[Material supplied Boundary: Start]
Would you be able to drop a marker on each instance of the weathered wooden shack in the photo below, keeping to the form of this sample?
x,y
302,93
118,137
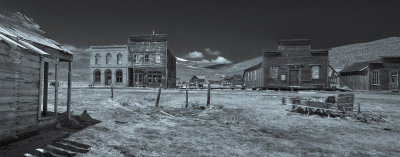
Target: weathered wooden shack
x,y
295,65
380,74
253,76
25,55
198,79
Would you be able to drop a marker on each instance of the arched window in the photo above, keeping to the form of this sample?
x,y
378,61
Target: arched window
x,y
97,59
315,72
107,77
119,76
108,58
119,58
97,76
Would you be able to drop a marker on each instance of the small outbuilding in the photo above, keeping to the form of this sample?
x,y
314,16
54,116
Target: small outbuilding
x,y
380,74
253,76
26,54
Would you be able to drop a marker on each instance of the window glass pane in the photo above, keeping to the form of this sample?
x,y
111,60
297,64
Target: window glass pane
x,y
273,72
315,72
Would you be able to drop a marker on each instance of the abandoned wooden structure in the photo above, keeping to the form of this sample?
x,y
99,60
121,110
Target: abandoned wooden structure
x,y
380,74
197,81
144,62
293,65
253,76
26,55
235,80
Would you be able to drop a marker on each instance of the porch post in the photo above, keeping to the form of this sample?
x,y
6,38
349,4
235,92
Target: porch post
x,y
45,87
55,87
69,91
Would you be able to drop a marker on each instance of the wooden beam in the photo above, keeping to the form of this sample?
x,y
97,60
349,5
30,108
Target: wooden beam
x,y
55,87
341,77
45,87
40,88
69,92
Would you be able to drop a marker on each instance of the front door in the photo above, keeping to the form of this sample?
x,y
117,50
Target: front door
x,y
394,80
107,78
294,77
138,79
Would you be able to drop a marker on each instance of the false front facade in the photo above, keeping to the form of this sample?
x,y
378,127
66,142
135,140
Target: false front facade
x,y
144,62
295,65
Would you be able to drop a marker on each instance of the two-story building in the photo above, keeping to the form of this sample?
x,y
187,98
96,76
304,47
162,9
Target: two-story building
x,y
144,62
292,65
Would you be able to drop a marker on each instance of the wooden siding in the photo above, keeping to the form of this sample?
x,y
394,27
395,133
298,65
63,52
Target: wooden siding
x,y
299,58
357,82
19,92
254,78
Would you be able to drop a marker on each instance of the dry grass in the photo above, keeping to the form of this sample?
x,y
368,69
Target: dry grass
x,y
238,123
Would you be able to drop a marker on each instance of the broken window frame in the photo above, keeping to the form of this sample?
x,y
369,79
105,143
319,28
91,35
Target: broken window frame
x,y
119,59
273,72
108,58
146,58
119,76
375,78
97,59
97,78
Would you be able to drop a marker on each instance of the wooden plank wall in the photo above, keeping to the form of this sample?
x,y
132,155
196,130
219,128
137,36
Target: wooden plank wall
x,y
19,91
358,82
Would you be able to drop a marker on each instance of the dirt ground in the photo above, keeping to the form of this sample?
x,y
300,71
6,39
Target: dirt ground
x,y
238,123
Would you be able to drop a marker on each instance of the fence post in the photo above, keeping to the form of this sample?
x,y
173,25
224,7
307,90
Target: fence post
x,y
283,101
158,96
208,95
112,91
187,97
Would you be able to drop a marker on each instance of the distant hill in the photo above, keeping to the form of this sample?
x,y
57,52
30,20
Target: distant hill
x,y
342,56
213,71
185,68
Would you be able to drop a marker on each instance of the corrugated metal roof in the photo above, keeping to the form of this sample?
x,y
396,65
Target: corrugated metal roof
x,y
259,65
18,26
359,66
8,40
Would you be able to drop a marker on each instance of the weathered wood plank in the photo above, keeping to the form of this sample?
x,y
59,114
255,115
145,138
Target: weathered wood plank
x,y
9,84
20,99
19,92
7,115
8,107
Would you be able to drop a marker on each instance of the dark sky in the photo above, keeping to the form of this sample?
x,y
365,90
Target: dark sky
x,y
240,29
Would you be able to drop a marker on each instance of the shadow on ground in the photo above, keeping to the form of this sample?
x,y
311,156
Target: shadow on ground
x,y
52,142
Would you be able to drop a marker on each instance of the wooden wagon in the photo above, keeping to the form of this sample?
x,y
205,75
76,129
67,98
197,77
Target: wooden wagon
x,y
339,103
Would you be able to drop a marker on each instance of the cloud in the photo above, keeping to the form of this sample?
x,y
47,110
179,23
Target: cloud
x,y
220,59
75,49
212,52
204,61
195,55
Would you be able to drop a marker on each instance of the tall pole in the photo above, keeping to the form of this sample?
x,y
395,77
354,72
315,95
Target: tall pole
x,y
69,92
208,94
158,95
187,97
45,87
55,88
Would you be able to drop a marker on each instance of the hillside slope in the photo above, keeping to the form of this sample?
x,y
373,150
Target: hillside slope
x,y
186,69
342,56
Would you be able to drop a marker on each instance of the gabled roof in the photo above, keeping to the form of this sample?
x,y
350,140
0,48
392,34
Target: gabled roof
x,y
200,76
257,66
19,30
359,66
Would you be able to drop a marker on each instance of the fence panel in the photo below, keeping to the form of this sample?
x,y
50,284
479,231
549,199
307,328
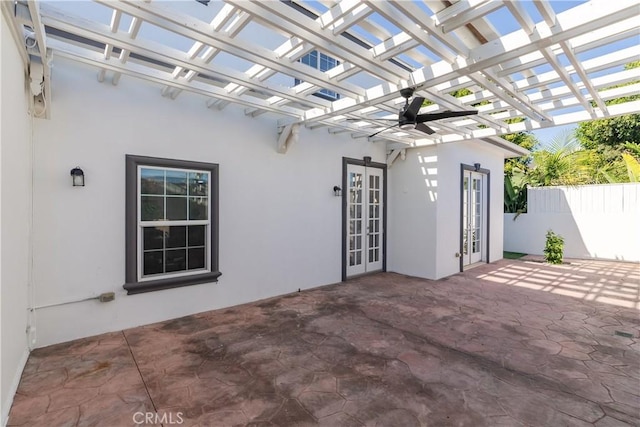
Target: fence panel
x,y
596,221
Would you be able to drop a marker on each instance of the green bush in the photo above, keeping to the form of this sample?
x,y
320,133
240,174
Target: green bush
x,y
554,248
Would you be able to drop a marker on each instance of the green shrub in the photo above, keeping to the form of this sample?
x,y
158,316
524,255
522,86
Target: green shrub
x,y
554,248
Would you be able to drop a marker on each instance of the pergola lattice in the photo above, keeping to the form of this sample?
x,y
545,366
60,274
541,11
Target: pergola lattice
x,y
552,67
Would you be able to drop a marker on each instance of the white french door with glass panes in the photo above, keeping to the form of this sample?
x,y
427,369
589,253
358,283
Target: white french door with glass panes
x,y
473,218
364,217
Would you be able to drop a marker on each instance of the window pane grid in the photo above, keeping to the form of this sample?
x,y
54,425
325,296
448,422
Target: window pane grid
x,y
173,195
173,249
173,218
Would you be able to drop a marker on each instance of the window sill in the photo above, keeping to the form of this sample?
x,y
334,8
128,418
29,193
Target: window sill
x,y
170,283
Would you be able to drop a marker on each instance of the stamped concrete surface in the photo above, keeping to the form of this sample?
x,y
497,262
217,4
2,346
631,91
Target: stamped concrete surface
x,y
513,343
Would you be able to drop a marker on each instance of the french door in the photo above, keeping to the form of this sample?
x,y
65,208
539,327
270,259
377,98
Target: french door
x,y
473,218
364,219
[Material supplied Boundary: End]
Could you find every line in the records above that has the string "below" and copy it?

Solved problem:
Would you be able to drop a marker on each instance of the weathered wooden shack in the photo below, keeping to the form of this sample?
Would you be able to drop a marker on each instance of the fence panel in the photo below, keeping to the form of this sample?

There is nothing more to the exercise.